### EXERCISE
Revise the passage on Ethiopian budget support by rewriting it from the words "To put the magnitude" through "loan recently approved.", with each "HR 5680" changed to "H.R. 5680".

++++ SELECTION

Now, it looks like even the rather thin veil of the PBS may come off. The government recently disclosed the broad parameters of its 2006/07 fiscal year budget. In this, it budgeted for about $420 million in direct federal budget support, in addition to over $1 billion in aid that does not flow directly into government coffers but is earmarked for specific development projects. Just taking the federal budget support amount of $420 alone, if even most of the money for this would come from the World Bank as opposed to other donors – not an unlikely scenario given the typical institutional composition of budget support aid – then this would be the largest loan ever given to any Ethiopian government by the World Bank! While this is only the government’s budget and thus indicates what revenue sources the government plans to access (and thus is not in itself a document that binds international donors to any particular amount and modality of aid provision) it is to be highly expected that the government consults carefully with the DAG before publicizing any aid volumes and modalities in its budget. Thus, the donor organizations represented by the DAG are not only well aware that the government made provision of federal budget support of unprecedented volume in its most recent budget, but must have also sent strong enough signals to the government that an undisguised, unchecked blank cheque may be forthcoming in the near future.
To put the magnitude of this financial infusion by the donors, which the government could then spend as it wished, into perspective: Tremendous attention on the part of pro-democracy activists in the Ethiopian communities abroad has gone toward ensuring passage of the historic bill sponsored by Chris Smith, the HR 5680 (formerly HR 4423). Indeed, this bill, if it becomes law, has the potential to herald a new chapter in US policy toward Ethiopia. However, the size of the appropriation by HR 5680 for promoting freedom and human rights, $20 million, is less than one-twentieth, or 5%, of the budgeted federal blank check (budget support) given by the donors to the government of Meles Zenawi! The HR 5680 resource allocations would also constitute a mere 10% of the current quasi-blank cheque, the “Protection of Basic Services” loan recently approved.

++++++++
++++ PROVIDED MATERIAL

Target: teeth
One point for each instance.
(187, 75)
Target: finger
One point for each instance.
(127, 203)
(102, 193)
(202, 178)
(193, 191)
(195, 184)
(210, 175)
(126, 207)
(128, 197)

++++++++

### SOLUTION FOR THIS PROBLEM
To put the magnitude of this financial infusion by the donors, which the government could then spend as it wished, into perspective: Tremendous attention on the part of pro-democracy activists in the Ethiopian communities abroad has gone toward ensuring passage of the historic bill sponsored by Chris Smith, the H.R. 5680 (formerly HR 4423). Indeed, this bill, if it becomes law, has the potential to herald a new chapter in US policy toward Ethiopia. However, the size of the appropriation by H.R. 5680 for promoting freedom and human rights, $20 million, is less than one-twentieth, or 5%, of the budgeted federal blank check (budget support) given by the donors to the government of Meles Zenawi! The H.R. 5680 resource allocations would also constitute a mere 10% of the current quasi-blank cheque, the “Protection of Basic Services” loan recently approved.